Pull each line containing "leaf" out of the data and copy it.

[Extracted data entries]

+ + + +

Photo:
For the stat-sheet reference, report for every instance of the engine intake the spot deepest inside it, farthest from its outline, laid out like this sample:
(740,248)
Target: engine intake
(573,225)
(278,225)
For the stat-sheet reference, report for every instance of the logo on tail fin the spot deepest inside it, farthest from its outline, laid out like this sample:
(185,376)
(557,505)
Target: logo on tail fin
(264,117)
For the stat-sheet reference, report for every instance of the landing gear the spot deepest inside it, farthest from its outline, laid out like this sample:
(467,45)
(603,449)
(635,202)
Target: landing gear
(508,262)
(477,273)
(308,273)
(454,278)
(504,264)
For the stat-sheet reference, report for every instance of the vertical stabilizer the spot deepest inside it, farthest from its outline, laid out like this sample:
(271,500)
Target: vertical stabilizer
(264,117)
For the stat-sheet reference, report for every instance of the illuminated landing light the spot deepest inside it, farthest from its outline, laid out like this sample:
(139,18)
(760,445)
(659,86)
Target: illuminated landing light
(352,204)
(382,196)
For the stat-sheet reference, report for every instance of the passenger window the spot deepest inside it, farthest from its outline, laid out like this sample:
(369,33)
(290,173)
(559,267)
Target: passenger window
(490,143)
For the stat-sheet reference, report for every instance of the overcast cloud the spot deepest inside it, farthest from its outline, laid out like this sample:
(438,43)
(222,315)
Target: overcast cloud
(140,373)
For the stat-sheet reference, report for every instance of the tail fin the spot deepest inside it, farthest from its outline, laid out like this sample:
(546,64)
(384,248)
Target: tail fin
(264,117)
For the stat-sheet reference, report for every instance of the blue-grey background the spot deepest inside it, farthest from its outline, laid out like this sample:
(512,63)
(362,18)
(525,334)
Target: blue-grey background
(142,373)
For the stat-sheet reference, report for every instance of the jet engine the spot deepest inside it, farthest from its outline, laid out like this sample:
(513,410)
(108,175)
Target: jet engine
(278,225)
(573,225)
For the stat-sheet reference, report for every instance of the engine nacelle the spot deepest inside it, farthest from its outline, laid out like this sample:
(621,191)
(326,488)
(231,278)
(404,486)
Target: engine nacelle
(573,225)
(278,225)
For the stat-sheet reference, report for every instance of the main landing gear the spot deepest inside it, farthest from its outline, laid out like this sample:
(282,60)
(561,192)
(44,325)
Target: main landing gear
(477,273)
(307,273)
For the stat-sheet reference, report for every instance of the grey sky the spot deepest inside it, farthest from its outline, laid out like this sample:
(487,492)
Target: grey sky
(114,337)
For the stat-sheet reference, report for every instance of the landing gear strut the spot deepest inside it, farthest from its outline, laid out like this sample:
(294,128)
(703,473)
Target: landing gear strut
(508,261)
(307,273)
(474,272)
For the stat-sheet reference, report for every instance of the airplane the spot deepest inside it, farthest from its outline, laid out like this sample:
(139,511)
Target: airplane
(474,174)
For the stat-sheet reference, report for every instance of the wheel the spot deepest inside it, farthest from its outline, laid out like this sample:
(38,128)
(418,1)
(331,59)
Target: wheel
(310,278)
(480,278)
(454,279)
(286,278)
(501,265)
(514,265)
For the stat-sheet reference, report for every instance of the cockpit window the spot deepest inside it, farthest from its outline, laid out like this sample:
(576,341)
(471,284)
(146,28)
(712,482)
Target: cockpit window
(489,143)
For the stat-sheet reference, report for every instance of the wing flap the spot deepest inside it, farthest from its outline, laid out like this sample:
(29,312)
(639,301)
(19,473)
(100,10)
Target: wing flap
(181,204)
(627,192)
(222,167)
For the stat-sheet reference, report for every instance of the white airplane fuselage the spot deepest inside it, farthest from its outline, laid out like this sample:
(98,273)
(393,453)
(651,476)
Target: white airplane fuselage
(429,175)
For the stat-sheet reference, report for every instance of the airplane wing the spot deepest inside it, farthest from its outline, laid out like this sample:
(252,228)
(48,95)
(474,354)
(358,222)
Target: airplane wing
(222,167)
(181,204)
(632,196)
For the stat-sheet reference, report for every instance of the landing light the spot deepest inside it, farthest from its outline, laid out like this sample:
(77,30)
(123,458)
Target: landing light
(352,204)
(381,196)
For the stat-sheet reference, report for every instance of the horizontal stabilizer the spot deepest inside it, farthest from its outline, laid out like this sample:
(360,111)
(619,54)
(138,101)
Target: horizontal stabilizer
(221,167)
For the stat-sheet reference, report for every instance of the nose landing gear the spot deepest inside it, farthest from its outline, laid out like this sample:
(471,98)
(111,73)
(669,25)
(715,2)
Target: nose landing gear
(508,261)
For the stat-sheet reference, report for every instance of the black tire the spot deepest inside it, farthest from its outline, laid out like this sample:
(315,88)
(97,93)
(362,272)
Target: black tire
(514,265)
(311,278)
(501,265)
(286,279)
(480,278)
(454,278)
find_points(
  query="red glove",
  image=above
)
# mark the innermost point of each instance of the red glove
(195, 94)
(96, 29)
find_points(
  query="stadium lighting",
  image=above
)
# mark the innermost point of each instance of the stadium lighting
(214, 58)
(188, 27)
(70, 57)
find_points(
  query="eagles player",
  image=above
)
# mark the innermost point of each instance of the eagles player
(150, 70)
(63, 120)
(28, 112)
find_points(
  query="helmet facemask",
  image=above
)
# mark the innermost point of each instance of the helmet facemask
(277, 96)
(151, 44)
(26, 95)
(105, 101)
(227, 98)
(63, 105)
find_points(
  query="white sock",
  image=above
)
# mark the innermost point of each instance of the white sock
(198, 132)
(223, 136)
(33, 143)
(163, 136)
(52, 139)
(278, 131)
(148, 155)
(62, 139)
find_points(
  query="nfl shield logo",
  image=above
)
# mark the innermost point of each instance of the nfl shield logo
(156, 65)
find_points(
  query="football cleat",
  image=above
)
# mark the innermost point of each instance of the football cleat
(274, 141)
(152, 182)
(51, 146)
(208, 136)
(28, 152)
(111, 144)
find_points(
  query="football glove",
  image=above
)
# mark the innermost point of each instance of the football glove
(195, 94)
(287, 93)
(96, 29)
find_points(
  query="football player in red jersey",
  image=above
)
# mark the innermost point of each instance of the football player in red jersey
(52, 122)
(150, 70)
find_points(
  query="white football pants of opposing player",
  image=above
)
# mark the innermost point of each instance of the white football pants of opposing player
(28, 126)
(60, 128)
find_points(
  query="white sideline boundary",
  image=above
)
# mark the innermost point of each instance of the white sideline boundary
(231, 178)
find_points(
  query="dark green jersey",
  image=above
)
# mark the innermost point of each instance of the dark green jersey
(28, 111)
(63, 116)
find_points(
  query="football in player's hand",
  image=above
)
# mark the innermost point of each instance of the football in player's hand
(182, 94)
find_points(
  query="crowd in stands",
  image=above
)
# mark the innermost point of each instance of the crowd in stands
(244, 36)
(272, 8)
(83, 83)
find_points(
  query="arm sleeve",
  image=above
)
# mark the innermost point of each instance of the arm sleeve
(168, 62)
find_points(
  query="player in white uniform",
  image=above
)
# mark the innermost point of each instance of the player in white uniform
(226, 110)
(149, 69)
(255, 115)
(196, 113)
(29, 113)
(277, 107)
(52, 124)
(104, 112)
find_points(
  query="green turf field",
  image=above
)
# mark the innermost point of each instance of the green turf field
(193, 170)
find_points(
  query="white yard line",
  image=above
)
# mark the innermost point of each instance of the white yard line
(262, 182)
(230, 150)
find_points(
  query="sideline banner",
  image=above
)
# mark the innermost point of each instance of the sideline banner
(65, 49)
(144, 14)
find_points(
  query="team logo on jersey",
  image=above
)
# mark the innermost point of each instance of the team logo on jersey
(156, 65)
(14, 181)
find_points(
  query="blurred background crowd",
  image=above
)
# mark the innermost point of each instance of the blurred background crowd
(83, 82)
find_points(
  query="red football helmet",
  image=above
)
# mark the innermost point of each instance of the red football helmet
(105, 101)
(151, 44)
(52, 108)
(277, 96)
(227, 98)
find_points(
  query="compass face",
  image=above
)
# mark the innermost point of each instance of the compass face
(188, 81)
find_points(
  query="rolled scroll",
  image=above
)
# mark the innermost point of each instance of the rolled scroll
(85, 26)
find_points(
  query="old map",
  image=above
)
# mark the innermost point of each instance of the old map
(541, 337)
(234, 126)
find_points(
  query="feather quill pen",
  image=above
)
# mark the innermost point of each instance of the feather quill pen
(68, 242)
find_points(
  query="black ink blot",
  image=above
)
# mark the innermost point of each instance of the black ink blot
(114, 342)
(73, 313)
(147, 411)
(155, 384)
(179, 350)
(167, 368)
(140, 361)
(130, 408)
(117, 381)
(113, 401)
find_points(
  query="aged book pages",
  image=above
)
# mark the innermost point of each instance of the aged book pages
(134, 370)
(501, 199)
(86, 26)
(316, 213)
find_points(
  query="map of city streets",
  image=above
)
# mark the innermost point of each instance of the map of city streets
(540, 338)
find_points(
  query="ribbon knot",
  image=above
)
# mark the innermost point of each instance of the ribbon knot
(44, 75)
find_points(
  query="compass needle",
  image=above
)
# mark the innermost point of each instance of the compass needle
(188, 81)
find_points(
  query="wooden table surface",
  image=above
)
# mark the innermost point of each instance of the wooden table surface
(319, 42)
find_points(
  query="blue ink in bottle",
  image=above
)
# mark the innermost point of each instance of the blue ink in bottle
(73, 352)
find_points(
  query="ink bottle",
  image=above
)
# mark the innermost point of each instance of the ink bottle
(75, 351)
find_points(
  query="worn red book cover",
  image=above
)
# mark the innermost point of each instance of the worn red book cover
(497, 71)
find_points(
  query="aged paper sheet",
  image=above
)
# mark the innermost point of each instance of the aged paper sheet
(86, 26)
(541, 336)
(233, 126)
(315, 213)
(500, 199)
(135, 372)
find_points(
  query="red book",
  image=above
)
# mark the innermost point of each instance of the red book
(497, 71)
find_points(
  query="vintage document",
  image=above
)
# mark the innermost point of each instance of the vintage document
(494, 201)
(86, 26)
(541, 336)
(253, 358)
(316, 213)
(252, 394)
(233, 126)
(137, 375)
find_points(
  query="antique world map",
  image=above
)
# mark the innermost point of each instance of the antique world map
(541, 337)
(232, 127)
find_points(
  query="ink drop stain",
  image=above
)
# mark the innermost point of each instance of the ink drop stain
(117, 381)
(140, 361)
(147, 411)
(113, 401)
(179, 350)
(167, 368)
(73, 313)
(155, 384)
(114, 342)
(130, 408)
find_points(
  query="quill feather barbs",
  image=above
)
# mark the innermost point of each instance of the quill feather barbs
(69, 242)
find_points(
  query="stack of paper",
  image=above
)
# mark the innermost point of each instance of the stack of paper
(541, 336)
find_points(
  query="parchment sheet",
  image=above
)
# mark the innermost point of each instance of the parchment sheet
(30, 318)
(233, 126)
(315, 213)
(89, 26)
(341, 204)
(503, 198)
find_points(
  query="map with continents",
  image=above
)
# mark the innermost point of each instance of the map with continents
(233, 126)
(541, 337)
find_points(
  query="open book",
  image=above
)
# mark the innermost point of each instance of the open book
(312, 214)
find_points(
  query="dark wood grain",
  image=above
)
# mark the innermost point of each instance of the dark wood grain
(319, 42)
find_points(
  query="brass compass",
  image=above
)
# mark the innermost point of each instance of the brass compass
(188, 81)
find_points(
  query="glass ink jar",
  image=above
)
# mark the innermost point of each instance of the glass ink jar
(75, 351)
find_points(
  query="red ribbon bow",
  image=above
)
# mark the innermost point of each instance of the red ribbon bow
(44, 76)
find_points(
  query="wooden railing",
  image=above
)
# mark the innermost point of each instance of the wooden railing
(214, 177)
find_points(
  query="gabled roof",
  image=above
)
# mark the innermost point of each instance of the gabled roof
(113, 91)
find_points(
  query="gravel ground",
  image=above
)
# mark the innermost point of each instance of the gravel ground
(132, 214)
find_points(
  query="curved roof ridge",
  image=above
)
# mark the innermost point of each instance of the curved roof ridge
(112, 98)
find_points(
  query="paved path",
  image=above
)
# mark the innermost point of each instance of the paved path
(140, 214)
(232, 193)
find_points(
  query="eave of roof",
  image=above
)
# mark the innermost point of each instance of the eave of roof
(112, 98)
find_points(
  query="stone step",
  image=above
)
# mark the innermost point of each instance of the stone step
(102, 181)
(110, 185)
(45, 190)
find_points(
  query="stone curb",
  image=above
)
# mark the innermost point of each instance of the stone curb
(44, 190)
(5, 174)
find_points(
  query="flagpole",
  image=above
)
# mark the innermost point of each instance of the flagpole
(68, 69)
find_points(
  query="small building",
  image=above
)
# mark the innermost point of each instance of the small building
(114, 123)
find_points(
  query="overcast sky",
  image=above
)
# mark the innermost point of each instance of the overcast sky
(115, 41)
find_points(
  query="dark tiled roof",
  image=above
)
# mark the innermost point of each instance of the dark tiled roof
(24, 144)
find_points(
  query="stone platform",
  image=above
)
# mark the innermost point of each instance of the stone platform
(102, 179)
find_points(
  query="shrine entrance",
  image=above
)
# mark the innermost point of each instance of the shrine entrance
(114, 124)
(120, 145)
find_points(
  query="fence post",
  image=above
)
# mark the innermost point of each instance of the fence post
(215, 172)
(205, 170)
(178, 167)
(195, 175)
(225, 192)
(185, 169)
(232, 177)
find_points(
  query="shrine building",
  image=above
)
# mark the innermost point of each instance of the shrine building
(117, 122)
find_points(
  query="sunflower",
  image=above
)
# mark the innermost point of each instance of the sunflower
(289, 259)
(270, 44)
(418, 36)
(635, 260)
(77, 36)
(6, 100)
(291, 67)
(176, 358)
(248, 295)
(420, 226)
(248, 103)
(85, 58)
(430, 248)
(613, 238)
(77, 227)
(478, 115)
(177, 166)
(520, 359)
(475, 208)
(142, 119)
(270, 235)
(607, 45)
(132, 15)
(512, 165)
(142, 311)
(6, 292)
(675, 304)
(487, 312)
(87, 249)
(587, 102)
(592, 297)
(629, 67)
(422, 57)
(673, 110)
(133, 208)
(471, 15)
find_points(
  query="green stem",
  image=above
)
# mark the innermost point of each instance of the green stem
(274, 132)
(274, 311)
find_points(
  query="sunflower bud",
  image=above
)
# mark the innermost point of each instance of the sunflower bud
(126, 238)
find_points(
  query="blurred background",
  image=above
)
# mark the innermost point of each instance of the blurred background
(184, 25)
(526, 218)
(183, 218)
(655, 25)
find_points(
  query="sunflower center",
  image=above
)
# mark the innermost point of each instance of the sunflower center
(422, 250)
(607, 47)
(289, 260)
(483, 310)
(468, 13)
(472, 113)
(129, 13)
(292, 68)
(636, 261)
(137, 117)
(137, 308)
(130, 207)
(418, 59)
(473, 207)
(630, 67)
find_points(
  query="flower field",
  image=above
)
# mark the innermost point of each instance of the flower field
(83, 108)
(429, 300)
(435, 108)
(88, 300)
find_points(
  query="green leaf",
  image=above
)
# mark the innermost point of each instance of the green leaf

+ + + +

* [SOLUTION TO THIS EXERCISE]:
  query="green leaf",
# mark the innermost point of each instance of the green leaf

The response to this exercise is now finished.